▸ **TASK GOAL**: Answer with one number only: how many lines in this material contain the word "query"?
Segment Start: EXERCISE INPUT
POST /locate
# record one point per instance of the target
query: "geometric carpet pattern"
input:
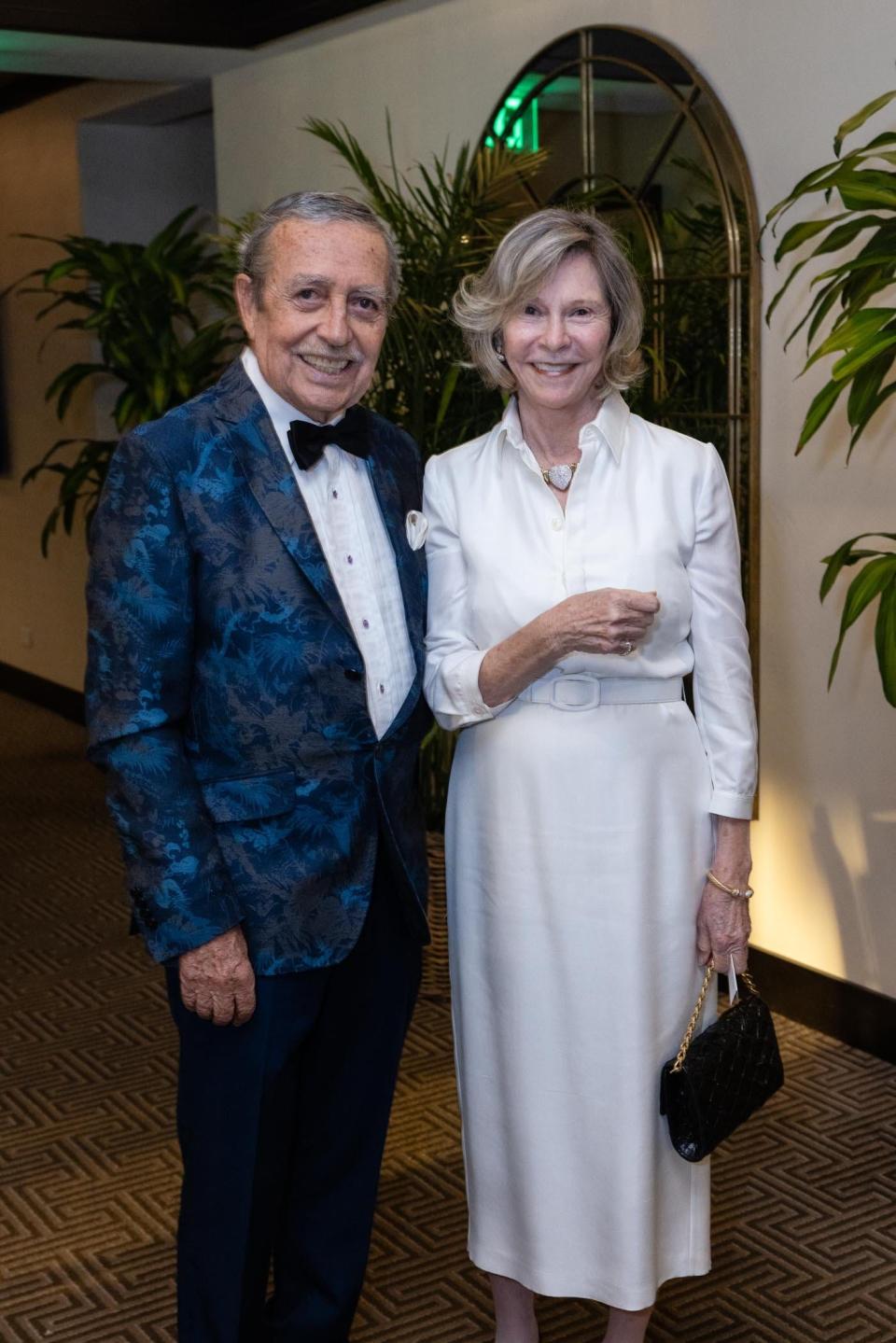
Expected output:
(804, 1196)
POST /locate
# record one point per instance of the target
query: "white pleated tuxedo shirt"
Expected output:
(343, 507)
(648, 510)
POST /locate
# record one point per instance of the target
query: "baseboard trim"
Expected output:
(49, 694)
(850, 1013)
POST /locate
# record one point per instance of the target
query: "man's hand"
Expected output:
(606, 620)
(217, 982)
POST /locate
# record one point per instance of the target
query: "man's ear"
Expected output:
(245, 297)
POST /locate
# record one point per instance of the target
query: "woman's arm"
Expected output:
(725, 716)
(723, 920)
(603, 621)
(468, 684)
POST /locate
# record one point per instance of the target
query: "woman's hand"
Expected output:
(605, 620)
(723, 930)
(723, 920)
Segment End: EXERCISE INPUT
▸ **REPLY TO THE TASK**: 7